## Source extract
────

This week is “Construction Safety Week,” an annual event that promotes the “industry’s safety culture and performance by strengthening the resolve of every person who walks onto a job site to be fully focused–mind and body–on safety.”

As most people know, construction work can be dangerous work. Heavy machinery and high-powered tools are always in use, and workers often find themselves in hazardous environments, such as on high scaffolding or in muddy ditches.

Working in these situations, construction personnel often fall victim to cuts and scrapes, strains, sprains, broken bones, and even electrocution. A round-up of recent studies on industry safety found that, each year in the US, 1% of construction workers suffer an injury serious enough to miss work. In 2022, the round-up reported, “there were 4.5 million medically consulted injuries among construction workers.”

Moreover, according to the US Bureau of Labor Statistics (BLS), construction is the second most dangerous profession in terms of fatalities. The agency stated that, “Workers in construction and extraction occupations had the second most fatalities (1,056) in 2022 compared to other occupation groups. Falls, slips, or trips were the events precipitating 423 of these fatalities.”

It’s no surprise, then, that the construction industry is focused on improving safety through initiatives like Construction Safety Week. It’s also no surprise that uncrewed systems are increasingly being put to use to bolster safety on job sites.

────

## Information supplied
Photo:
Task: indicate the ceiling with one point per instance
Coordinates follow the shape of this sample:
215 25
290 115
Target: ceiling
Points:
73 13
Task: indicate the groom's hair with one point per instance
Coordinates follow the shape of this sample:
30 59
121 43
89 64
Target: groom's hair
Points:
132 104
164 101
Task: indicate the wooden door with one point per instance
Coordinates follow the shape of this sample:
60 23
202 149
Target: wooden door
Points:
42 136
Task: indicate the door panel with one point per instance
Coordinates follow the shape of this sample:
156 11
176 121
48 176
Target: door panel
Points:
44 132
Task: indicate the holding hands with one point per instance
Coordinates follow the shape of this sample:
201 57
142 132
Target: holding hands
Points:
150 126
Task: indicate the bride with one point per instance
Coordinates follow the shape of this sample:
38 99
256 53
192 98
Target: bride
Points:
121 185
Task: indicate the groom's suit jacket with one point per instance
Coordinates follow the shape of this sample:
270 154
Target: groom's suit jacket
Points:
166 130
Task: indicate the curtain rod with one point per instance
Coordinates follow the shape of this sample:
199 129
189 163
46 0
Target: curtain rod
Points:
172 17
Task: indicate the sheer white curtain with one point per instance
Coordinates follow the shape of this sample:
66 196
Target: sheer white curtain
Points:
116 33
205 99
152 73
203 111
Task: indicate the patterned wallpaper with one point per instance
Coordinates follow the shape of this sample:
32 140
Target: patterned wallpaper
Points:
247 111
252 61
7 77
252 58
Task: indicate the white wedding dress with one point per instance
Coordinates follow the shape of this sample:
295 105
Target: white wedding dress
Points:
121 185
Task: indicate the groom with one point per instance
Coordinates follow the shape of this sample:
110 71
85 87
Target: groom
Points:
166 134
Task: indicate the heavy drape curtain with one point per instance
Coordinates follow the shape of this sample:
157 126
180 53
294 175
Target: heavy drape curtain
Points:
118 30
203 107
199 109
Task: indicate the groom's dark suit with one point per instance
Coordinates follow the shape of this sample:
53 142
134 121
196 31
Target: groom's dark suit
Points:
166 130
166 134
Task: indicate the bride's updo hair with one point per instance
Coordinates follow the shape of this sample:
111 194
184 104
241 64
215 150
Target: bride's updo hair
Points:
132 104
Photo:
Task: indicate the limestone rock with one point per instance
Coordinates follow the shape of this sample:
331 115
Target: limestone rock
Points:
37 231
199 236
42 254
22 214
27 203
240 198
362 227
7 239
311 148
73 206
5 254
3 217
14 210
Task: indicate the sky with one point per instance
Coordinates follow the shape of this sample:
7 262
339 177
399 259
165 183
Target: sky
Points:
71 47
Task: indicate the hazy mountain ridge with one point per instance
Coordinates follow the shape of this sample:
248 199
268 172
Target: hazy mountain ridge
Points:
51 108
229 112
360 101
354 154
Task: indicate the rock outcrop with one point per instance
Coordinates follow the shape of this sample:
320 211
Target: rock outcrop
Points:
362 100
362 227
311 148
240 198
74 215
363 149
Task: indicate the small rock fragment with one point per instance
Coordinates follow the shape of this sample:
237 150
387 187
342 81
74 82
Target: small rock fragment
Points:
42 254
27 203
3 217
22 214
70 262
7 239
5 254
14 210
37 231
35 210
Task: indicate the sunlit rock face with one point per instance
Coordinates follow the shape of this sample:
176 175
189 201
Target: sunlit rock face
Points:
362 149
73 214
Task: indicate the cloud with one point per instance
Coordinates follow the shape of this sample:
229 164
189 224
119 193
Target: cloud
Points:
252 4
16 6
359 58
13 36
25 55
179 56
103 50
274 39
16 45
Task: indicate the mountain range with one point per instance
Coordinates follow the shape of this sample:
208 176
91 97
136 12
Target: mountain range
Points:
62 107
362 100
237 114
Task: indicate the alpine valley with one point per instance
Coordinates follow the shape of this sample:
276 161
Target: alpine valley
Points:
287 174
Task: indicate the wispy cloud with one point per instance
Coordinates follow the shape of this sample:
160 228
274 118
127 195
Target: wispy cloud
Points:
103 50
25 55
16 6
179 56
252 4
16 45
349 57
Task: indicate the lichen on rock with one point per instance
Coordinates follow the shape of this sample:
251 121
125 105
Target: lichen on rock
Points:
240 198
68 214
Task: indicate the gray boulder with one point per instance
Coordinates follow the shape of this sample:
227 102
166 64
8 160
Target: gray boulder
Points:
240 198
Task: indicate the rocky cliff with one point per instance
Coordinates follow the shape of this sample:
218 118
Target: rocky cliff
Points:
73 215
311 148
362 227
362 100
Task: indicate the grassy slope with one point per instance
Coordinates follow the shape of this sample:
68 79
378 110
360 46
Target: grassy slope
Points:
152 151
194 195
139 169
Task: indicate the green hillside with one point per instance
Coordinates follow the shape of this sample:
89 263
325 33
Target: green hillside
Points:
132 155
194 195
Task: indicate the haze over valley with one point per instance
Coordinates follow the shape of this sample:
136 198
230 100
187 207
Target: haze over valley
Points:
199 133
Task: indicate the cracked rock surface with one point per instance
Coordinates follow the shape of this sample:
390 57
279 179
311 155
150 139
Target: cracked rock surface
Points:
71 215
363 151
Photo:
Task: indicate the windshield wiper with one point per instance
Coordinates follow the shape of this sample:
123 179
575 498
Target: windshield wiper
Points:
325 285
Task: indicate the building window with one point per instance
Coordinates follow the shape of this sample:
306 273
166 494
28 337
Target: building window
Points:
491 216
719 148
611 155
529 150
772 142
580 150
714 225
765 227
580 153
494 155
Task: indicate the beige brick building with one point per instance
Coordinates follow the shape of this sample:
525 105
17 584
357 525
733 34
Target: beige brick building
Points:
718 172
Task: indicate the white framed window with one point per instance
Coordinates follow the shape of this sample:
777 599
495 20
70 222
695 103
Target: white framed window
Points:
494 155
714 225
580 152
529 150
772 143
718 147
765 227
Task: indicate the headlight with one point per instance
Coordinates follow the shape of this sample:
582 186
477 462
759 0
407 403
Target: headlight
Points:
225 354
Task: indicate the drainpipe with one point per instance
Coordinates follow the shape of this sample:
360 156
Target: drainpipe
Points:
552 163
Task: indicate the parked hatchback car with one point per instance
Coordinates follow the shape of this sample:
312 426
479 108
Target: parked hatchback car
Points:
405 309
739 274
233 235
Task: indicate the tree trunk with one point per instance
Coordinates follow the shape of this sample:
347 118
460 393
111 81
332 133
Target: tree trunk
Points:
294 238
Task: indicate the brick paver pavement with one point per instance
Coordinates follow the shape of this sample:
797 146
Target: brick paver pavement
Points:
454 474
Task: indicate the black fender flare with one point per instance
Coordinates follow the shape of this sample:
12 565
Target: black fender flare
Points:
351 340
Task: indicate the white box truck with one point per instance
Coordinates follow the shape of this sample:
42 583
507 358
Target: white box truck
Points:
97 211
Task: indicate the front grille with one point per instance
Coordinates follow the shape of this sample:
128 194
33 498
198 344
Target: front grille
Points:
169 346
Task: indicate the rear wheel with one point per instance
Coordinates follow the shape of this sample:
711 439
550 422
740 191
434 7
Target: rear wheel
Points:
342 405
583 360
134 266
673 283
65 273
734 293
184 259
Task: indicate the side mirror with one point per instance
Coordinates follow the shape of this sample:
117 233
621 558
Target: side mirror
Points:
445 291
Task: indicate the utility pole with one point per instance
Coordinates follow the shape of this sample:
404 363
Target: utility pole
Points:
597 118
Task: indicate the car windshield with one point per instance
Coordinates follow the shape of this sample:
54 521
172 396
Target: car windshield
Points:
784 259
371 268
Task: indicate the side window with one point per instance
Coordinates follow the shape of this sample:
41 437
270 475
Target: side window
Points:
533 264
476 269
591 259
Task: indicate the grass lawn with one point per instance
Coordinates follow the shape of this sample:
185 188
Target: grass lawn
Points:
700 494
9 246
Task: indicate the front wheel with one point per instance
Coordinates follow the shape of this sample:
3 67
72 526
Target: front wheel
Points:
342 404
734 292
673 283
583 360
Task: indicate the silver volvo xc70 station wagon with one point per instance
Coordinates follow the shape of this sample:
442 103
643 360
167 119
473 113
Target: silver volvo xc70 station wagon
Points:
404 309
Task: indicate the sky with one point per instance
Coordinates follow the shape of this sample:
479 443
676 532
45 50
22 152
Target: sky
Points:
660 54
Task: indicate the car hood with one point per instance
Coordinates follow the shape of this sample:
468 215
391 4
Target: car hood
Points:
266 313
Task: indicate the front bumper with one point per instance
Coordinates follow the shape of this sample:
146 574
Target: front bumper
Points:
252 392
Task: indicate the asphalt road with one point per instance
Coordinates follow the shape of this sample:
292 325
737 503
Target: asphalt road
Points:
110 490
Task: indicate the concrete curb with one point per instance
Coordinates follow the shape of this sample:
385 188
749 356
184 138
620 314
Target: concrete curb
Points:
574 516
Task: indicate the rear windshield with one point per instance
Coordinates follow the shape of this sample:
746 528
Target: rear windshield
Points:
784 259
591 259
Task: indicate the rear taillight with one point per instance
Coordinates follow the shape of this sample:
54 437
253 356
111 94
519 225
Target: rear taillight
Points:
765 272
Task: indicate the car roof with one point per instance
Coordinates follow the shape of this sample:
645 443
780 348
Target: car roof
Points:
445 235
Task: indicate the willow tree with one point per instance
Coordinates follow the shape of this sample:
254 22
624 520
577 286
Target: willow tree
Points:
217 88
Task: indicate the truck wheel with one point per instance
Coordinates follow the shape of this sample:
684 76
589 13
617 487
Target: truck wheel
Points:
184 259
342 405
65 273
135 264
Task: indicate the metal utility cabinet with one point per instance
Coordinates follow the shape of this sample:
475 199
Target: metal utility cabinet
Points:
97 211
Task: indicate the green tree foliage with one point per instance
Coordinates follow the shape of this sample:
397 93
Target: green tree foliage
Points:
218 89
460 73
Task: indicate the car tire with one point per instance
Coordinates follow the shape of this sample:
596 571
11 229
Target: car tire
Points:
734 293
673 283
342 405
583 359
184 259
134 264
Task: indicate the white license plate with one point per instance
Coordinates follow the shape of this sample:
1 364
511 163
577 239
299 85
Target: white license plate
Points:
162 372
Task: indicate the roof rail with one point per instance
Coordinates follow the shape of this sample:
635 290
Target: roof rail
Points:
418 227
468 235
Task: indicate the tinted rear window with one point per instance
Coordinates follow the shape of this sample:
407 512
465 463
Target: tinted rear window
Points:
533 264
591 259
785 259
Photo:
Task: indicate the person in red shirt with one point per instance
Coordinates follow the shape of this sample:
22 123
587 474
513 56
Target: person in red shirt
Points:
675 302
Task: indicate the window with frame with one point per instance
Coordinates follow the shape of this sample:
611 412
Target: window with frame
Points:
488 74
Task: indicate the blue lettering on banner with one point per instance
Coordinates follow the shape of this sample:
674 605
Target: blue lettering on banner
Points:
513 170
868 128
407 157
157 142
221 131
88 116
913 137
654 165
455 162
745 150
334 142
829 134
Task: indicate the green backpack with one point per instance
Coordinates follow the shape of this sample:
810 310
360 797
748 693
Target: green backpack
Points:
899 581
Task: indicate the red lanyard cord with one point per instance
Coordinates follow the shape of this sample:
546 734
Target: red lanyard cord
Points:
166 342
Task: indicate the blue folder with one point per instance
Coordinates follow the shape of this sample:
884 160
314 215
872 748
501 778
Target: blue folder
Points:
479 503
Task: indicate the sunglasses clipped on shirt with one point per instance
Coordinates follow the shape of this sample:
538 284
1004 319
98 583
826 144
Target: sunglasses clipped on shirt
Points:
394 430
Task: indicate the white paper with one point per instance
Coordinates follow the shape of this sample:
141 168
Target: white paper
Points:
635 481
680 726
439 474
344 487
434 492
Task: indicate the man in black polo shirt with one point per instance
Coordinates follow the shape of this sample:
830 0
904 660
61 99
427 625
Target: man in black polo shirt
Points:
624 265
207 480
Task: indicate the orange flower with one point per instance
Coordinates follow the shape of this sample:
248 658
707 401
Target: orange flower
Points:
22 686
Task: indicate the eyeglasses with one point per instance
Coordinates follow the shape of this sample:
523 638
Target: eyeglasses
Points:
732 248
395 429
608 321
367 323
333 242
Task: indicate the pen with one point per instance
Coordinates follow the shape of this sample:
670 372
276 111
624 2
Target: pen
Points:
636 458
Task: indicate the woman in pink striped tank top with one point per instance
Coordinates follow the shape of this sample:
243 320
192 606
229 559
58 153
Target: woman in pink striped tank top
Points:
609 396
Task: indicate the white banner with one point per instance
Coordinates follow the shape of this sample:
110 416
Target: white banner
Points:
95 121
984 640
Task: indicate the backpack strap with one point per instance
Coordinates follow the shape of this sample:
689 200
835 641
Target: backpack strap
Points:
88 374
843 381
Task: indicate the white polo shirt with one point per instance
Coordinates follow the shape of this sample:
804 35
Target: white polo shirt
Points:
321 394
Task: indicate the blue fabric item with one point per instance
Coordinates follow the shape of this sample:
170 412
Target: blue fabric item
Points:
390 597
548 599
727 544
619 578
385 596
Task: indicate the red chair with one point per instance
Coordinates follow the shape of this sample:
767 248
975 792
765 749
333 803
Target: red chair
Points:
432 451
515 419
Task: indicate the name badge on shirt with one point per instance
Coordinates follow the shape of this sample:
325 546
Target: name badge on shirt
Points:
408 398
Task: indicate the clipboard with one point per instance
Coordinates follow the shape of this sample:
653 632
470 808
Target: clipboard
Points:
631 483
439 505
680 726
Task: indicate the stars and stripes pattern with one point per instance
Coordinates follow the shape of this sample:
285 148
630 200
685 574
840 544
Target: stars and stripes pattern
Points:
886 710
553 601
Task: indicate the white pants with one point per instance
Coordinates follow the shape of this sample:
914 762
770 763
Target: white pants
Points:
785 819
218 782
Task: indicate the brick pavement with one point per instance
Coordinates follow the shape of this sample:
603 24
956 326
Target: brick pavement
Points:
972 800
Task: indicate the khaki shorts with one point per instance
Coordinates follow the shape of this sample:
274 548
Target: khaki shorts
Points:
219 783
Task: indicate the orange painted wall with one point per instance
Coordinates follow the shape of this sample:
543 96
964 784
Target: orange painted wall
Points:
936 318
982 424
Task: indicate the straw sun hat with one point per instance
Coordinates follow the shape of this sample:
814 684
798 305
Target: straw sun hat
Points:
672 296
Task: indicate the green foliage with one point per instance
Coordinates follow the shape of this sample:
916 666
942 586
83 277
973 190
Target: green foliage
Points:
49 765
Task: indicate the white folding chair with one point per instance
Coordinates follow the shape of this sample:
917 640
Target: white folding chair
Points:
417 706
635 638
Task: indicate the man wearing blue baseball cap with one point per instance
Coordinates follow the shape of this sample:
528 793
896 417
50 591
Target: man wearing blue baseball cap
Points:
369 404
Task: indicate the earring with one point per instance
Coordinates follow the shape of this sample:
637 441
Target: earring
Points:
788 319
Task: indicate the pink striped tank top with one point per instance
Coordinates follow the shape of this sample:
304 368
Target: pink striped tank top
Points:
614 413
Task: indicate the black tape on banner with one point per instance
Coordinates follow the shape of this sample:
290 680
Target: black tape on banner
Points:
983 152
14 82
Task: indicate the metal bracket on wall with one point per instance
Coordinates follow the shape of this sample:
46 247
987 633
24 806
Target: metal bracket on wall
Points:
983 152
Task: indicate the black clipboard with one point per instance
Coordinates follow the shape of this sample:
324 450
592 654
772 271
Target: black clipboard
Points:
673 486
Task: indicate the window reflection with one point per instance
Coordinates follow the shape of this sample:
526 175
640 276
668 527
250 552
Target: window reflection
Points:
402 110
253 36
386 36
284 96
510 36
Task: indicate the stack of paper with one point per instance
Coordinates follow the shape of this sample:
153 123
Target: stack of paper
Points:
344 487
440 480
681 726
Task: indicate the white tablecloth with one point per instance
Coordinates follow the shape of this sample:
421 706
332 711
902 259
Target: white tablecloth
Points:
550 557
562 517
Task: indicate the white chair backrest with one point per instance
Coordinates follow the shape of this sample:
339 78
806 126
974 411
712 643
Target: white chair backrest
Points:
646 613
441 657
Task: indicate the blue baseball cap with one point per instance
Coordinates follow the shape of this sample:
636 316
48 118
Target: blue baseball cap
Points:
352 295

────

## Task directions
Please copy the entire Construction Safety Week passage word for word. The listing is separate material and has no connection to the Construction Safety Week passage.

## Solution to the exercise
This week is “Construction Safety Week,” an annual event that promotes the “industry’s safety culture and performance by strengthening the resolve of every person who walks onto a job site to be fully focused–mind and body–on safety.”

As most people know, construction work can be dangerous work. Heavy machinery and high-powered tools are always in use, and workers often find themselves in hazardous environments, such as on high scaffolding or in muddy ditches.

Working in these situations, construction personnel often fall victim to cuts and scrapes, strains, sprains, broken bones, and even electrocution. A round-up of recent studies on industry safety found that, each year in the US, 1% of construction workers suffer an injury serious enough to miss work. In 2022, the round-up reported, “there were 4.5 million medically consulted injuries among construction workers.”

Moreover, according to the US Bureau of Labor Statistics (BLS), construction is the second most dangerous profession in terms of fatalities. The agency stated that, “Workers in construction and extraction occupations had the second most fatalities (1,056) in 2022 compared to other occupation groups. Falls, slips, or trips were the events precipitating 423 of these fatalities.”

It’s no surprise, then, that the construction industry is focused on improving safety through initiatives like Construction Safety Week. It’s also no surprise that uncrewed systems are increasingly being put to use to bolster safety on job sites.